### Text provided

- - - -

Due to the termination of the Agreement and the related impairments, S2BN’s investment in the joint venture through its payment of 50 percent of the costs of the potential exhibit, has been fully impaired. An impairment charge of $197 thousand is reflected in Net loss attributable to non-controlling interest on the Condensed Consolidated Statements of Comprehensive Income (Loss) for the three and six months ended August 31, 2011.

During the portion of fiscal 2012 that the Agreement was in effect, the Company incurred expenditures for exhibition rights of $50 thousand and received $77 thousand in reimbursements from S2BN for its share of total development costs incurred to date.

Arts and Exhibitions International, LLC

On April 20, 2012, the Company’s Premier Exhibition Management LLC subsidiary and its wholly owned subsidiary, PEM Newco, LLC (“Newco”), entered into a purchase agreement with AEG Live LLC, AEG Exhibitions LLC, and Arts and Exhibitions International, LLC pursuant to which Newco purchased substantially all of the assets of Arts and Exhibitions International, LLC (“AEI”). The assets purchased include the rights and tangible assets relating to four currently touring exhibitions known as “King Tut II,” “Cleopatra,” “America I Am” and “Real Pirates.” The Company granted a 10% interest in Premier Exhibition Management LLC (“PEM”) to AEG Live valued at $4.8 million as part of this transaction. The Company used level 3 inputs based upon Financial Accounting Statement Board (“FASB”) Accounting Standards Codification 820, “Fair Value Measurements and Disclosures” (“ASC 820”) to value AEG Live’s interest in PEM. The Company projected the future discounted cash flow by projecting the statement of operations and the probability of achievement to determine the fair value of the assets. During the three and six months ended August 31, 2012, the net income related to the non-controlling interest in PEM was $214 thousand and $267 thousand, respectively.

- - - -

### Records

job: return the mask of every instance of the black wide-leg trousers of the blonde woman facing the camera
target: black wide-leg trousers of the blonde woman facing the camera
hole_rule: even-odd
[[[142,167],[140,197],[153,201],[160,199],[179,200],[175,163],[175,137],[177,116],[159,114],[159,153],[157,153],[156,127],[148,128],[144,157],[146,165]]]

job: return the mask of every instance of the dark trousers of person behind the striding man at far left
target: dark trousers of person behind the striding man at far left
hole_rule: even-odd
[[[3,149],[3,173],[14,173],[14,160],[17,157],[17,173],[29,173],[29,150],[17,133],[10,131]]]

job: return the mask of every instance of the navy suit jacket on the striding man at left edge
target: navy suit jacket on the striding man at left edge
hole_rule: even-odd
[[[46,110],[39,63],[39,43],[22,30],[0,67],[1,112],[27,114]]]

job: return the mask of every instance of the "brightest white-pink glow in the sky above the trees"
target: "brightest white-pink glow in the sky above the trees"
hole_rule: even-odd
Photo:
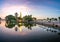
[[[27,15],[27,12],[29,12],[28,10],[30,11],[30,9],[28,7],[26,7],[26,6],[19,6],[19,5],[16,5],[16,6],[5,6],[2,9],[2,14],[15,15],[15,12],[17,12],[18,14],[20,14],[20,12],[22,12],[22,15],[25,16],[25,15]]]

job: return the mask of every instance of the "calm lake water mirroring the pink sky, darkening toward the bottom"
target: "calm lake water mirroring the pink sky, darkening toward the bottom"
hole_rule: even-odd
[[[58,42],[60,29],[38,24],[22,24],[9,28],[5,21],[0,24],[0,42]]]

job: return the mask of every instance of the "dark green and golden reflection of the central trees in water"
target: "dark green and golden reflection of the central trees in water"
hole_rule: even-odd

- - - -

### Work instruction 1
Answer from the filing excerpt:
(a) What amount is given for the impairment charge?
(b) Which four touring exhibitions are named among the assets purchased?
(c) What interest in PEM did the Company grant to AEG Live, and at what value?
### Work instruction 2
Reproduce word for word the stretch of the filing excerpt from "Due to the termination" through "ended August 31, 2011.".
### Work instruction 3
For each statement, say whether it agrees with the filing excerpt. Answer yes or no, and quote the words that decide it.
(a) The Company received $77 thousand in reimbursements from S2BN.
(b) The net income related to the non-controlling interest in PEM for the six months ended August 31, 2012 was $214 thousand.
(c) The purchase agreement was entered into on April 20, 2012.
The rows are not needed for any of this work.

### Exercise result 1
(a) $197 thousand
(b) "King Tut II," "Cleopatra," "America I Am" and "Real Pirates"
(c) A 10% interest, valued at $4.8 million

### Exercise result 2
Due to the termination of the Agreement and the related impairments, S2BN’s investment in the joint venture through its payment of 50 percent of the costs of the potential exhibit, has been fully impaired. An impairment charge of $197 thousand is reflected in Net loss attributable to non-controlling interest on the Condensed Consolidated Statements of Comprehensive Income (Loss) for the three and six months ended August 31, 2011.

### Exercise result 3
(a) Yes: "received $77 thousand in reimbursements from S2BN"
(b) No: "the net income related to the non-controlling interest in PEM was $214 thousand and $267 thousand, respectively"
(c) Yes: "On April 20, 2012"